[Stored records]
· · · · · · ·

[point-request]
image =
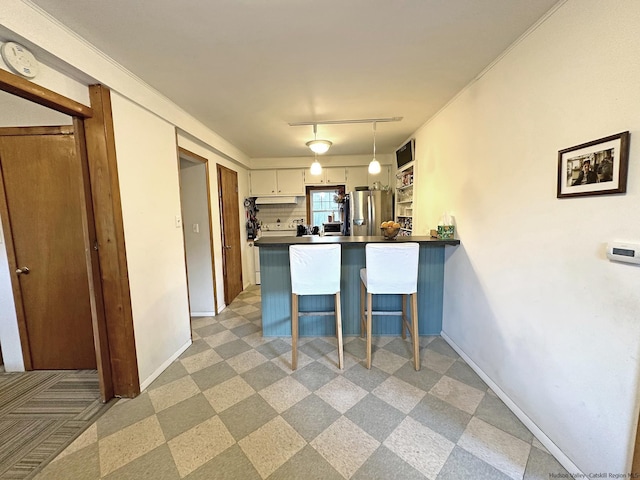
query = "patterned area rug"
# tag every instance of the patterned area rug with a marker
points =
(41, 413)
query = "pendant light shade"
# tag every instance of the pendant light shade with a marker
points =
(318, 146)
(316, 168)
(374, 165)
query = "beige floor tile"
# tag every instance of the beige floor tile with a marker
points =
(252, 299)
(256, 339)
(399, 394)
(284, 393)
(341, 394)
(496, 447)
(345, 446)
(458, 394)
(382, 340)
(234, 322)
(419, 446)
(387, 361)
(331, 361)
(196, 446)
(220, 338)
(246, 309)
(130, 443)
(436, 361)
(88, 437)
(271, 446)
(246, 361)
(173, 393)
(284, 361)
(200, 360)
(536, 443)
(228, 393)
(202, 322)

· · · · · · ·

Stated goal: Format every line of the rows above as a JSON list of strings, one string per line, and leave out any blank lines. Omit the pictures.

Complete output:
[
  "[point-request]",
  "image =",
  "query = \"patterned area rug\"",
  "# tag every instance of the patterned area rug with a marker",
  "points =",
  "(41, 413)",
  "query = \"pendant light shade\"",
  "# tag every instance of the pendant light shade with a marker",
  "points =",
  "(318, 146)",
  "(316, 168)",
  "(374, 165)",
  "query = \"beige floor tile\"",
  "# tag every instance of the beige floor tile with a marker",
  "points =",
  "(252, 299)",
  "(256, 339)",
  "(399, 394)",
  "(284, 393)",
  "(341, 394)",
  "(496, 447)",
  "(345, 446)",
  "(458, 394)",
  "(382, 340)",
  "(234, 322)",
  "(419, 446)",
  "(387, 361)",
  "(331, 361)",
  "(196, 446)",
  "(220, 338)",
  "(246, 309)",
  "(130, 443)",
  "(436, 361)",
  "(88, 437)",
  "(271, 446)",
  "(246, 361)",
  "(173, 393)",
  "(284, 361)",
  "(200, 360)",
  "(536, 443)",
  "(228, 393)",
  "(202, 322)"
]